**Segmentation mask data:**
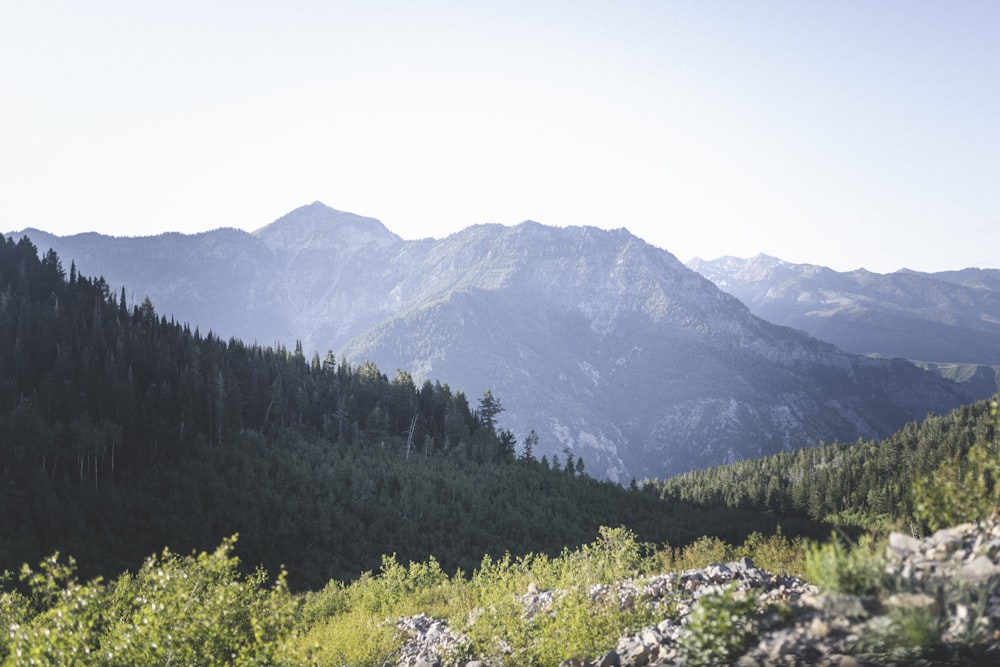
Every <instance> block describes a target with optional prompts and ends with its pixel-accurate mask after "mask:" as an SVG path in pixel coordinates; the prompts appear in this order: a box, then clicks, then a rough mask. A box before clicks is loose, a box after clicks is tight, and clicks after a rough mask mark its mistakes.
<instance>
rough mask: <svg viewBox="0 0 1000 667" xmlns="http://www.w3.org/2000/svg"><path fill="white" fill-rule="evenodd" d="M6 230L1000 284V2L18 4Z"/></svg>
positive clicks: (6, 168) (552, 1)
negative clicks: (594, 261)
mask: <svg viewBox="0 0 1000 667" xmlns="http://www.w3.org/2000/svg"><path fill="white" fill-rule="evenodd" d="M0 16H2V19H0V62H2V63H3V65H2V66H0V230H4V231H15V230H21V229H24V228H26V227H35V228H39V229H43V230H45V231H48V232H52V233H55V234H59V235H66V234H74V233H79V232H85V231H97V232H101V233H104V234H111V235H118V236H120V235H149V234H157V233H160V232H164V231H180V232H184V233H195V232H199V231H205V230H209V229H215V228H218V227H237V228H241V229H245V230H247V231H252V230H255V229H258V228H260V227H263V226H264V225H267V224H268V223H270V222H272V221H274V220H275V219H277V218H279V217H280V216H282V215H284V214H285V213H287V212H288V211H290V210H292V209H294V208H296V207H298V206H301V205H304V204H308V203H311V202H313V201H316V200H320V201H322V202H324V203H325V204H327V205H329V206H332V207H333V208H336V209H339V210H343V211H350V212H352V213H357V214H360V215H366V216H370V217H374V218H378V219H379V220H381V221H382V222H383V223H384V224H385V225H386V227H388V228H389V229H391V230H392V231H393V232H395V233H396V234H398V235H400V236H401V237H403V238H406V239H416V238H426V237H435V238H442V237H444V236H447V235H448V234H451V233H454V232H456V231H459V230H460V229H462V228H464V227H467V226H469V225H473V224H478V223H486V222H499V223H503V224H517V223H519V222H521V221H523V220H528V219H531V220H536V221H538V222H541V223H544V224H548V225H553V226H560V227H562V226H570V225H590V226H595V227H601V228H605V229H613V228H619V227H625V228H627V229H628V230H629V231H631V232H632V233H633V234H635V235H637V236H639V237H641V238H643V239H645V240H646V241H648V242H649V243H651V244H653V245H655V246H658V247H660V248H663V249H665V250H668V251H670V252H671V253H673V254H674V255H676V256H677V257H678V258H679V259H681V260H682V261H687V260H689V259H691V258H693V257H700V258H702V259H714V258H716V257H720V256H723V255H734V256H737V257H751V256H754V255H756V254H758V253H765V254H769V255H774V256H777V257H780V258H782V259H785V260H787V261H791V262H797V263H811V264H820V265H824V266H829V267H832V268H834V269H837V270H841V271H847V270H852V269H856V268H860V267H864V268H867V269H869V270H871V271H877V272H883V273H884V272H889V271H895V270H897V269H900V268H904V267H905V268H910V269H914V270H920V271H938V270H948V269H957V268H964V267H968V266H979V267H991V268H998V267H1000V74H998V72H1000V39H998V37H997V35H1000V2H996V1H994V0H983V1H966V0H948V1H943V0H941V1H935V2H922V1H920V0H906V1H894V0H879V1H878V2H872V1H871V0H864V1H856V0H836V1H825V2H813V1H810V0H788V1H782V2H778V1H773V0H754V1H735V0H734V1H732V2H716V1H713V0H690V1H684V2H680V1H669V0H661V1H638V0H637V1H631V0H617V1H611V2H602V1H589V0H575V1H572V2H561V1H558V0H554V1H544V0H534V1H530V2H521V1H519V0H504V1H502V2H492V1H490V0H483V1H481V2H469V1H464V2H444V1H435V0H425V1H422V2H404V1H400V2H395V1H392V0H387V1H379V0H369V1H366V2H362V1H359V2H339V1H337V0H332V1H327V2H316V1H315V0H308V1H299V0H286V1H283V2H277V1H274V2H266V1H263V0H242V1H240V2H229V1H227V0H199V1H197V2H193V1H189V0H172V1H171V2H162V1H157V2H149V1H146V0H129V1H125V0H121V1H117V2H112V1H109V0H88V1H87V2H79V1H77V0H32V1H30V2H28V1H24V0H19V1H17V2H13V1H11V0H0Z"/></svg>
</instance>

**Assignment:** List the lines of the records where "rough" occurs.

**Answer to the problem:**
Every <instance> block describes a target with optional prompts and ends with its pixel-accurate mask after "mask:" as an SVG path in pixel coordinates; the prompts appear in this order: a box, then clicks, then a rough mask. A box before clicks is loose, a box after clicks is tight, and clicks after a rough mask mark its mistakes.
rough mask: <svg viewBox="0 0 1000 667" xmlns="http://www.w3.org/2000/svg"><path fill="white" fill-rule="evenodd" d="M6 230L1000 284V2L18 4Z"/></svg>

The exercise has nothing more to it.